> **Description of the task**:
Scan the data below for the string "Write". Show every line where it turns up.

> **Provided records**:
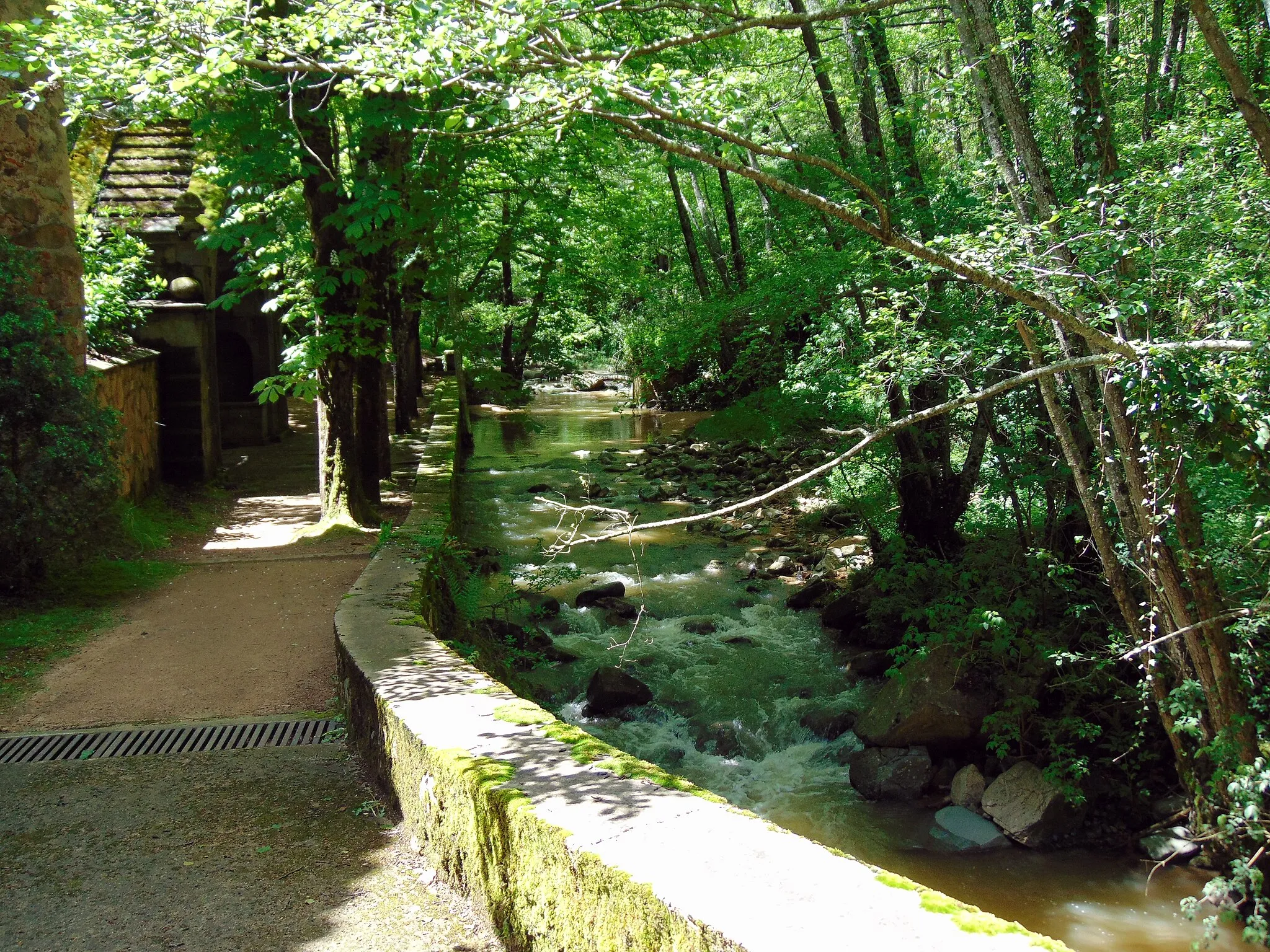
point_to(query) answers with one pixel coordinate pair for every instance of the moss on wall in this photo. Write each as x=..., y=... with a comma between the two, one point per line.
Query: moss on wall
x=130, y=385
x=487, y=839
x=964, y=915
* * *
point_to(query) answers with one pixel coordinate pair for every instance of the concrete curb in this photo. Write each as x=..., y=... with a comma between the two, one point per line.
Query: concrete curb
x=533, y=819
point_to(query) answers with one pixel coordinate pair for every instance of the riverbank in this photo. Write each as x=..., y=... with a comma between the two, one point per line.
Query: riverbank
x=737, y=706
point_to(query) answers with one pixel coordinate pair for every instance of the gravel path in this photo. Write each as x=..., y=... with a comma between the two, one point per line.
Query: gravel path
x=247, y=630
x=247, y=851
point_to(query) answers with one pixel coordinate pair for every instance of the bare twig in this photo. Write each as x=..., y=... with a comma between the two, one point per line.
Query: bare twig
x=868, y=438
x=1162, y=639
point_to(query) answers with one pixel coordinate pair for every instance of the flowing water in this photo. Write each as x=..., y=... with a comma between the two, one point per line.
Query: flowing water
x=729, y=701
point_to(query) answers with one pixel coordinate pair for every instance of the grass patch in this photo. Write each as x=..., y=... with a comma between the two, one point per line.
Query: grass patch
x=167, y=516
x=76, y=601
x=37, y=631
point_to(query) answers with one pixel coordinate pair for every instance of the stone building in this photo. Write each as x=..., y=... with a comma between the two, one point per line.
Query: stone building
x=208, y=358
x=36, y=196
---
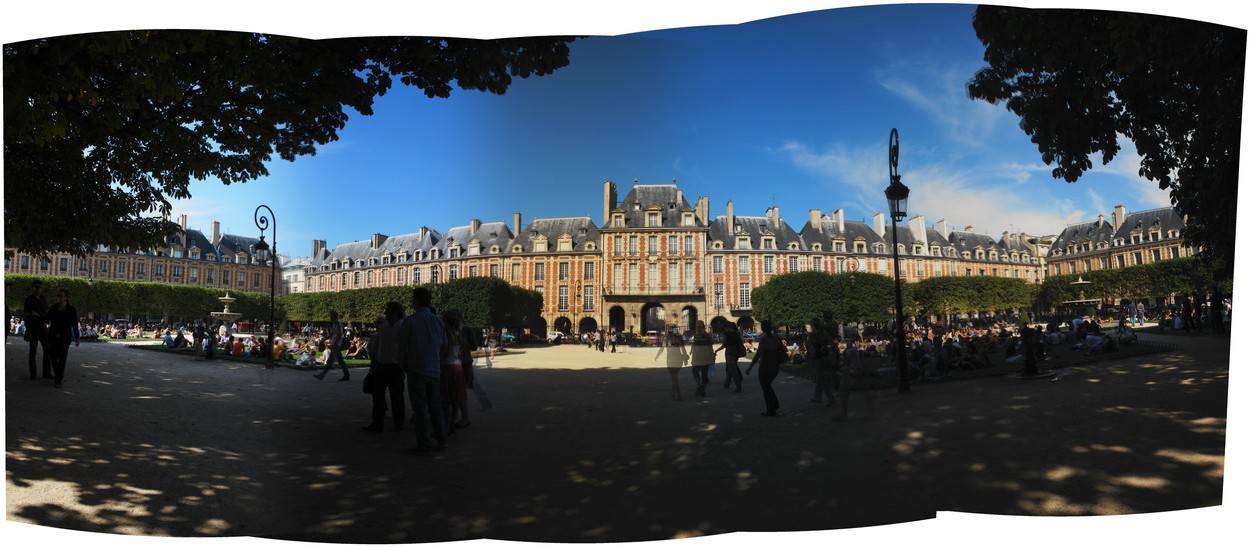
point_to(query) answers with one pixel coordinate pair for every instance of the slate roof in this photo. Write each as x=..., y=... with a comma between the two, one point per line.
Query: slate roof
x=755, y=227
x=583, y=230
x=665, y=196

> **Task output**:
point_to(query) answers with one pixel coordinate pair for every instance of the moss on wall in this photo. Write each as x=..., y=... with a comma between the two, one point per line.
point_to(query) answers with one pixel coordinate pair for every instance of the concrete curb in this photo. Write each as x=..., y=... with a comma between the two, one point per line.
point_to(query) answers with one pixel coordinate pair for every instance of the riverbank in this photo. Write each as x=..., y=... with a comma between the two, one point per line.
point_to(query) answers with one pixel coordinate pair for every instance of the gravel path in this photo. Write each as x=..., y=... with a comma between the two, one point per line.
point_to(query) answers with one pixel coordinate pair for every instance of the bare twig in this photo. Write each as x=..., y=... with a comma between the two, one point per line.
point_to(query) answers with one pixel coordinate pair for every instance of the flowing water in this photo. Write each as x=..., y=... with a comma between the two, one point per line.
point_to(query) answers with one pixel coordinate pair for every instance of the grass patch in this photo. Write each as x=..., y=... with a comma between the two, one point per line.
point_to(query) answers with one pixel coordinate pair for every instance of the stone building in this photo. Write each as x=..., y=... with a comma between the two, one point per line.
point_to(query) answers with one pixel coordinate pair for every instance of the slate roof in this photo. Write each as x=..., y=... with a comma between the two, one point per line.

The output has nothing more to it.